> **What is expected**:
For this exercise, please find the lines in the entries that include the word "beach" and copy them.

◇ ◇ ◇ ◇

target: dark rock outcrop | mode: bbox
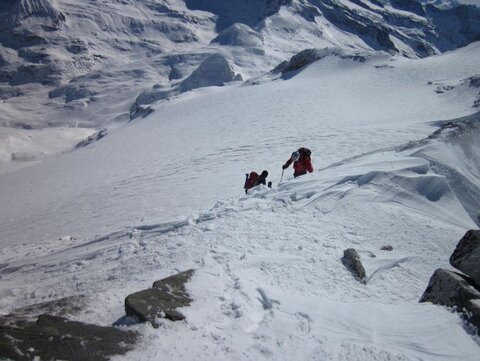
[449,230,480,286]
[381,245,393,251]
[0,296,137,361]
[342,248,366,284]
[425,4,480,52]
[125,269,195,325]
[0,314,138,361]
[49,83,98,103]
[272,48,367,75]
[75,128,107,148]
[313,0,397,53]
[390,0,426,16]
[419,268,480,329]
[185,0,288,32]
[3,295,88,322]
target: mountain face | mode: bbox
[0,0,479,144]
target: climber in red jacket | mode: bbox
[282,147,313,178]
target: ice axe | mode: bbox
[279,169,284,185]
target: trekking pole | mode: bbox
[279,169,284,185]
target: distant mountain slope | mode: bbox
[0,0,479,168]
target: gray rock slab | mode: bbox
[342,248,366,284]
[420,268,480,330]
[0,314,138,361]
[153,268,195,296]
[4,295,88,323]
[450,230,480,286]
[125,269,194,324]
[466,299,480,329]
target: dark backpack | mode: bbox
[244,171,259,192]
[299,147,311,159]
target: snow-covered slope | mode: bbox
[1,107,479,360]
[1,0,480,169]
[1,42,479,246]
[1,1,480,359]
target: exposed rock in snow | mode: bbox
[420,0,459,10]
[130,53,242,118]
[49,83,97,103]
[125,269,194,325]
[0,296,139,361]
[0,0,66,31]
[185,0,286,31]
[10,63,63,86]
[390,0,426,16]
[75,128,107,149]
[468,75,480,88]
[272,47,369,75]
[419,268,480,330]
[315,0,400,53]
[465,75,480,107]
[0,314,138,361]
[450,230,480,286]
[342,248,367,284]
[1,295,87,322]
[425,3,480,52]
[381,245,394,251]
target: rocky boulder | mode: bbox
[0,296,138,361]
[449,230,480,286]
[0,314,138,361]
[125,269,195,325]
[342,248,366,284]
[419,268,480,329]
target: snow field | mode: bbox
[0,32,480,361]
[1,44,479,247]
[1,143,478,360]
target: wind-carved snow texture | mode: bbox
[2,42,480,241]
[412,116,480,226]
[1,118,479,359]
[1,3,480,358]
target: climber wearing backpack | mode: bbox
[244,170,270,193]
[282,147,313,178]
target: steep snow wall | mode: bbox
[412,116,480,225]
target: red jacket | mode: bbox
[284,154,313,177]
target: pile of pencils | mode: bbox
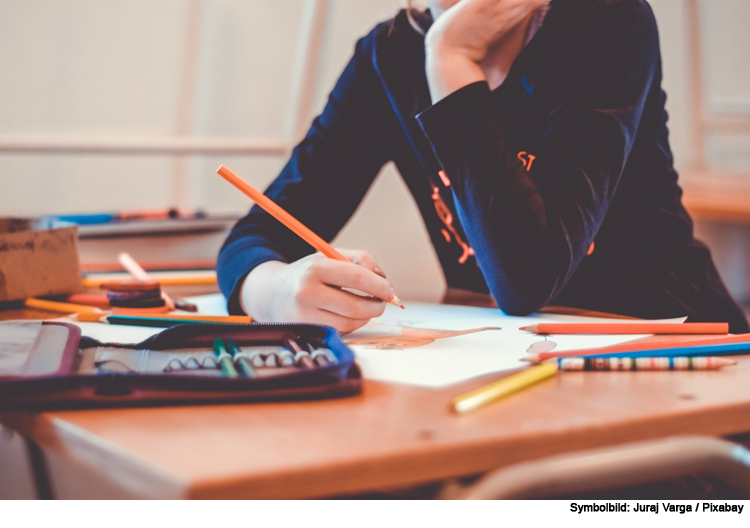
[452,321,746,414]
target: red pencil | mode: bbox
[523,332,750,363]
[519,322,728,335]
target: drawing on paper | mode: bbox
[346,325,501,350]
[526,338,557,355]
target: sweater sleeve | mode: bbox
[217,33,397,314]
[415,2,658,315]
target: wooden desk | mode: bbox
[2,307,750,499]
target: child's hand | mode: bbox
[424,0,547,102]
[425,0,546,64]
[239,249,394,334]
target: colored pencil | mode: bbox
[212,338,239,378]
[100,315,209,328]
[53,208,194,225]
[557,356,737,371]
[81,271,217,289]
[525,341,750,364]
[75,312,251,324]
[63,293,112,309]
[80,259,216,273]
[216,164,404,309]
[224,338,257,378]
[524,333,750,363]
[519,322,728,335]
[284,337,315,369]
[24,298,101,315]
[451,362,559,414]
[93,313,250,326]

◇ ◇ ◇ ◇

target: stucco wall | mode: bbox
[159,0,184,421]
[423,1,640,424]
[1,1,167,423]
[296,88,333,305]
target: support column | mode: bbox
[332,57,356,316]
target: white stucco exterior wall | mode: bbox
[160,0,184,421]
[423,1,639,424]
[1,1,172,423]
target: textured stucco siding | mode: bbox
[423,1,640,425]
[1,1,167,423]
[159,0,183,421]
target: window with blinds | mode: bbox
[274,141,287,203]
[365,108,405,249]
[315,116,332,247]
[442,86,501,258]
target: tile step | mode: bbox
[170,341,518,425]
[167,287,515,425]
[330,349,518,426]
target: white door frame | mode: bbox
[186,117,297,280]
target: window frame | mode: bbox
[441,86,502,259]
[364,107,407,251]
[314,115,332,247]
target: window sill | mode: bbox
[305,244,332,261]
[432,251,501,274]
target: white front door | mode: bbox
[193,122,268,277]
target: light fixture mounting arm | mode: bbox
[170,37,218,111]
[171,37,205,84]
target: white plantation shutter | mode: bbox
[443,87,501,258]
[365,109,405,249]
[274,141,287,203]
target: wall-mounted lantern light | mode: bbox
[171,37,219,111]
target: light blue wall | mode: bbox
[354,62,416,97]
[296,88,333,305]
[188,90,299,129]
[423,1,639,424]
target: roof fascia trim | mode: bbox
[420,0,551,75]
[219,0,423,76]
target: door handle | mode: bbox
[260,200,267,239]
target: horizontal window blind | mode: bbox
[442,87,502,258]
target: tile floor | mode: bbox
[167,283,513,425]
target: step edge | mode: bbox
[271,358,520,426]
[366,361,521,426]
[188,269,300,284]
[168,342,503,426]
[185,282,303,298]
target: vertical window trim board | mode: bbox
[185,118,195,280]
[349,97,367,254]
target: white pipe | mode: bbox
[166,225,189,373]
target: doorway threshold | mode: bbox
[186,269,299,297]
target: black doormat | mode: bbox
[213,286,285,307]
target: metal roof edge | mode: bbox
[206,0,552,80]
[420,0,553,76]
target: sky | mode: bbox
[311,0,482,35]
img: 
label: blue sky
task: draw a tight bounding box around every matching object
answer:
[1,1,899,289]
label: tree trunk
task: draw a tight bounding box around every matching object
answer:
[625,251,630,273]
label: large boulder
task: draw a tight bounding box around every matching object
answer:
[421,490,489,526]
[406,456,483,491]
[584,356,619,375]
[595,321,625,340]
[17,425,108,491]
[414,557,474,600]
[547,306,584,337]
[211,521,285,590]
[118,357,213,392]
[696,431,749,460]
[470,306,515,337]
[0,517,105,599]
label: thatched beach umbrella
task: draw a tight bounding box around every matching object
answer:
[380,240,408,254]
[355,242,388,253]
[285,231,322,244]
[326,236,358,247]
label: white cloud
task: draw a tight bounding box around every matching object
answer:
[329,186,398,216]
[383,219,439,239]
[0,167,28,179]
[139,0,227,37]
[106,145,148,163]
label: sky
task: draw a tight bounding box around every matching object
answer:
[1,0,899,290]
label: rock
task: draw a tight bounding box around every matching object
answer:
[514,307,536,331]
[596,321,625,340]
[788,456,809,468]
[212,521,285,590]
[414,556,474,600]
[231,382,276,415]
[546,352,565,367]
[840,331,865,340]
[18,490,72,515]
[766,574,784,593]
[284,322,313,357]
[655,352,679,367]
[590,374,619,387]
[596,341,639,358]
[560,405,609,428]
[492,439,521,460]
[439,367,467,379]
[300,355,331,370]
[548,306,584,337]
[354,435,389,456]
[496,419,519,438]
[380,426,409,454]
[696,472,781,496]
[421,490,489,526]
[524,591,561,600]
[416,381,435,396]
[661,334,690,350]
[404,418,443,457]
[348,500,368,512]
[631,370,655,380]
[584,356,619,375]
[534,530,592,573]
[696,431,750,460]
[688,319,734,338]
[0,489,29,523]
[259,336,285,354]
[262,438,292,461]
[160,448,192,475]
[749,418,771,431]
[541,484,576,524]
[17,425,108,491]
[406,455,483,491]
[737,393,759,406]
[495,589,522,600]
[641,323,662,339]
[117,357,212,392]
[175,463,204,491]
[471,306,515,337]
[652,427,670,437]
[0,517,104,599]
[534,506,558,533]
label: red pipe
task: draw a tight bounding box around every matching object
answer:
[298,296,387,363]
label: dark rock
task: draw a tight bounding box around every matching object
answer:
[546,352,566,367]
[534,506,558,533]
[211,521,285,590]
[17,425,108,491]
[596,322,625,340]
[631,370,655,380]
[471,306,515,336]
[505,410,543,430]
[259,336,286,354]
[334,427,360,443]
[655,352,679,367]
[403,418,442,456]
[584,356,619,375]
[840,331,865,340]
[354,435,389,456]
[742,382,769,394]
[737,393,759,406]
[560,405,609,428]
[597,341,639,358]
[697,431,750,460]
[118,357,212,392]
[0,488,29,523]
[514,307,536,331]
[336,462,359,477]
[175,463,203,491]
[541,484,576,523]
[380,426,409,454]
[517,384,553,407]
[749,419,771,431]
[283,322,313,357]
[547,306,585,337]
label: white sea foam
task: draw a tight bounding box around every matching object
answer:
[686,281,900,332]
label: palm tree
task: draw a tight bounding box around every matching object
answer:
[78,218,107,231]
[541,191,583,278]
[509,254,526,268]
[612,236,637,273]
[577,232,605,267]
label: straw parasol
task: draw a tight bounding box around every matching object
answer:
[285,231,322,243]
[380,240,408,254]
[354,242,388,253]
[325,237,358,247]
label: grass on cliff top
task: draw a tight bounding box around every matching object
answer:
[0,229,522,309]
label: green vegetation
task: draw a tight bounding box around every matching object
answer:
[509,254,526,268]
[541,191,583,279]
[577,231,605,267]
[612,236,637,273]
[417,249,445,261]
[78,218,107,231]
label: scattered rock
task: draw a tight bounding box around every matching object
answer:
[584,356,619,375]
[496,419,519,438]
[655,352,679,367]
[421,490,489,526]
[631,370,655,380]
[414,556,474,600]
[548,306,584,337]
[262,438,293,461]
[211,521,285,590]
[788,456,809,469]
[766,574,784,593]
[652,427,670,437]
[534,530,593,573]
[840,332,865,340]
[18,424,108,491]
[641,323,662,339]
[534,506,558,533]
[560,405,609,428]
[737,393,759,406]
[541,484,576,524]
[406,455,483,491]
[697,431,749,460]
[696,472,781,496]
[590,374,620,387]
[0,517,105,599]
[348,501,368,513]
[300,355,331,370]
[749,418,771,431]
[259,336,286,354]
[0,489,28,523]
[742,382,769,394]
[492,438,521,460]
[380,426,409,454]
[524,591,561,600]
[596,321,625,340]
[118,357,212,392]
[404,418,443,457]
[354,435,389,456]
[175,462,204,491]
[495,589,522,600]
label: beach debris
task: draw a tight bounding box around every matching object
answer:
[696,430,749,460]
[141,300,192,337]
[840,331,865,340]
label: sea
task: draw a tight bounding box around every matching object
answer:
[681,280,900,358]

◇ ◇ ◇ ◇

> **Response box**:
label: thatched beach umbrella
label: beach debris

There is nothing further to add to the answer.